= What is expected =
The reply should hold only the lines below from the one with "In this photo, where can the harbor" to the end, each copied exactly.

= Task inputs =
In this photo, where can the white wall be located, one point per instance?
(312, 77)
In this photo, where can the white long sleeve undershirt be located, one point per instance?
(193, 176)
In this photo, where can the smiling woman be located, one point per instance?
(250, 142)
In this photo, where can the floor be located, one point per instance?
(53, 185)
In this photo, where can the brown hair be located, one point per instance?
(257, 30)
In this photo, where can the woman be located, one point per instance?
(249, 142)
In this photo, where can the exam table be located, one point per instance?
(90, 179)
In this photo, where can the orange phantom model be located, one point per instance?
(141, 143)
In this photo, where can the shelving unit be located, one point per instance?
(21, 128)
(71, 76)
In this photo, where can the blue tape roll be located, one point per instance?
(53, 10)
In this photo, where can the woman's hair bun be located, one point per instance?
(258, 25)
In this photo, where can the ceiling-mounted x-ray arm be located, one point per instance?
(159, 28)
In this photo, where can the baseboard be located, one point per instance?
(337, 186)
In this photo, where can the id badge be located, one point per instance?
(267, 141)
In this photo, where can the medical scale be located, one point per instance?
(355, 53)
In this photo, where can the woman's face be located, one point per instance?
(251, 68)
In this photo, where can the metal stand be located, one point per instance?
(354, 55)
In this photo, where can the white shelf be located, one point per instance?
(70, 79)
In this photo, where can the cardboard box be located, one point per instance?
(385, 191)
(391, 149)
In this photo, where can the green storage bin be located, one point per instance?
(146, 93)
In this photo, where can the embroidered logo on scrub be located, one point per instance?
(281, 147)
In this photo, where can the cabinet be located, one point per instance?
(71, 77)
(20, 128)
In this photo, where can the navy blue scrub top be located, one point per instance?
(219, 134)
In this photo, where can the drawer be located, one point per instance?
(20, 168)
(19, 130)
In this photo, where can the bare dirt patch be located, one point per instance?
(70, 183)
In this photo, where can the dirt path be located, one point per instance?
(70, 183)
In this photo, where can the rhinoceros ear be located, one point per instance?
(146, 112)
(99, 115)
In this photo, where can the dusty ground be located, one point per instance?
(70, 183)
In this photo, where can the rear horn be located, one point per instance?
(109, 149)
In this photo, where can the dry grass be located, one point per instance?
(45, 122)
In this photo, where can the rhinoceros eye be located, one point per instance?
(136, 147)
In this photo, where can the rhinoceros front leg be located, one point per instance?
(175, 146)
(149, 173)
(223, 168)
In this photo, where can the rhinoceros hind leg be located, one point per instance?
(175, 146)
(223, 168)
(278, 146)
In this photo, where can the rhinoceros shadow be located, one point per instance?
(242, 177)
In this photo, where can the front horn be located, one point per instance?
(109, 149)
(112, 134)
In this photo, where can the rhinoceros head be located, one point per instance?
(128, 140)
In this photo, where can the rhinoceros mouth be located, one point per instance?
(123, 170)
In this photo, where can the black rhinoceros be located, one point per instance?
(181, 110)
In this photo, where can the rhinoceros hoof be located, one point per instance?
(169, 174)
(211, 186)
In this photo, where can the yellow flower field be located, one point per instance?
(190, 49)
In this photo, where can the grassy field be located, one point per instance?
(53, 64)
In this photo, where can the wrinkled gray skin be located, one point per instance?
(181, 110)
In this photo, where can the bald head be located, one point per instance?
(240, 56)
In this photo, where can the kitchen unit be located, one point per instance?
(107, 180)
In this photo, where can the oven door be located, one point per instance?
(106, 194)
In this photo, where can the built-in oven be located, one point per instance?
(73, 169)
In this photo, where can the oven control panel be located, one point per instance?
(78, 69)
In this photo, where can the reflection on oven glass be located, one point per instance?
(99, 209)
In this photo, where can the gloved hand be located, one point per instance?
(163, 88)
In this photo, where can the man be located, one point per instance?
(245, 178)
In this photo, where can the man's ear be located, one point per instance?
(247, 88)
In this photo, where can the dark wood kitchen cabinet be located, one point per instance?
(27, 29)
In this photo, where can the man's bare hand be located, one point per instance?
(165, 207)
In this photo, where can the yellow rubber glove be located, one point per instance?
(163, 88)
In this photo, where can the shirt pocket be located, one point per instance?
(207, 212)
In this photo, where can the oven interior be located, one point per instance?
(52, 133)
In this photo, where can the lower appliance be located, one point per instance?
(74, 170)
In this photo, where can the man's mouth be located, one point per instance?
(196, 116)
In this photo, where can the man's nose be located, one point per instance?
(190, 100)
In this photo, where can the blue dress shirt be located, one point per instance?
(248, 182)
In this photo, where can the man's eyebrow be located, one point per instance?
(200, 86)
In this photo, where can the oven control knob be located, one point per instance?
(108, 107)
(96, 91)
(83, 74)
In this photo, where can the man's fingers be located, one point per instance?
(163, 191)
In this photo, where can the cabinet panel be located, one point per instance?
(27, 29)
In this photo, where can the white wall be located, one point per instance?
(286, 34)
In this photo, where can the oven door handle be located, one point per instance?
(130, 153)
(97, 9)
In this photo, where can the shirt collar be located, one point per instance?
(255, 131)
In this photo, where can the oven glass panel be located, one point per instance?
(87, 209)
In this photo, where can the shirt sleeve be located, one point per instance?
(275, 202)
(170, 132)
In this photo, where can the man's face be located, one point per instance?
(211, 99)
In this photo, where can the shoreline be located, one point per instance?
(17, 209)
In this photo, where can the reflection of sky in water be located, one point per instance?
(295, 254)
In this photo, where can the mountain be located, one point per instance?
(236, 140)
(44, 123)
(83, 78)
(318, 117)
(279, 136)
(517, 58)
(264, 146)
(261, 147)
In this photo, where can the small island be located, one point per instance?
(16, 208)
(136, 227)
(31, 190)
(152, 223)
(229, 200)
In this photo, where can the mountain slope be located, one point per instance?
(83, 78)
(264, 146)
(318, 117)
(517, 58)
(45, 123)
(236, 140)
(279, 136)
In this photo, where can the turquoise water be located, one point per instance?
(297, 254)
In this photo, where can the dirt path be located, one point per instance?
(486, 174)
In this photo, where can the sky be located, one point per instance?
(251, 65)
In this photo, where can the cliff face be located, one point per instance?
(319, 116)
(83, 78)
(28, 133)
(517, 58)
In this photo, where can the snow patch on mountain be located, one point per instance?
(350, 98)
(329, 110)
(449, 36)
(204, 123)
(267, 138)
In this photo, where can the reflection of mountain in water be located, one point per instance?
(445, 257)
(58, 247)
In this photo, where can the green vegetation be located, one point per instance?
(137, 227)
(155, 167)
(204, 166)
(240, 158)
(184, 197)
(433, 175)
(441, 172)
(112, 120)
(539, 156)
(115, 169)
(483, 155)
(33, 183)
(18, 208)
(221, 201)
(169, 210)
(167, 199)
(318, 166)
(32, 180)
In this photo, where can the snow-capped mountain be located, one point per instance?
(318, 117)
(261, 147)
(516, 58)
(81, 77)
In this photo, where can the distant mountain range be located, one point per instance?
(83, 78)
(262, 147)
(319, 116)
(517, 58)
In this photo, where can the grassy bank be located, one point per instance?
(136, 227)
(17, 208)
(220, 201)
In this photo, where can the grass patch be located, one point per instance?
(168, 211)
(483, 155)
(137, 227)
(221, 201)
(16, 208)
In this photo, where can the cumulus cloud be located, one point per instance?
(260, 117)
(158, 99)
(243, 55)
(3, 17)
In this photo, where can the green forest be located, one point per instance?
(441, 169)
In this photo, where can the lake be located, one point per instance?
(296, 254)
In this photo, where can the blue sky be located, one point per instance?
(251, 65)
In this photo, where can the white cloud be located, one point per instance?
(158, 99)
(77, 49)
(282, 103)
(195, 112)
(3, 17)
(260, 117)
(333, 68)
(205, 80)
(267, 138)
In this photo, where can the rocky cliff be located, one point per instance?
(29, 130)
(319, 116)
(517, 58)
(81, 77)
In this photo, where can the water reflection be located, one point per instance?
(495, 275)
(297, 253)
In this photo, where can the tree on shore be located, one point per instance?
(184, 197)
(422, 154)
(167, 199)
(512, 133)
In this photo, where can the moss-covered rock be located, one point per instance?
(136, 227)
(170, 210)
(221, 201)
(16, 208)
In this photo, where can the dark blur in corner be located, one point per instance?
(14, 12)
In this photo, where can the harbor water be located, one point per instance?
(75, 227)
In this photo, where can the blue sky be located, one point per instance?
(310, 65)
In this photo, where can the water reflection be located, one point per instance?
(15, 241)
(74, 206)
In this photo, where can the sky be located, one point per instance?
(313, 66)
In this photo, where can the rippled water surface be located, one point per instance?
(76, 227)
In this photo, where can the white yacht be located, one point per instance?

= The answer =
In this photo, where can the harbor water be located, one point per instance?
(75, 227)
In this photo, where can the blue sky be located, one point per instance?
(310, 65)
In this photo, where can the water reflection be located, one point per instance?
(15, 241)
(74, 206)
In this photo, where can the sky be located, one point per instance?
(313, 66)
In this photo, where can the rippled water surface be located, one point per instance?
(76, 227)
In this photo, where can the white yacht be located, one point per instance?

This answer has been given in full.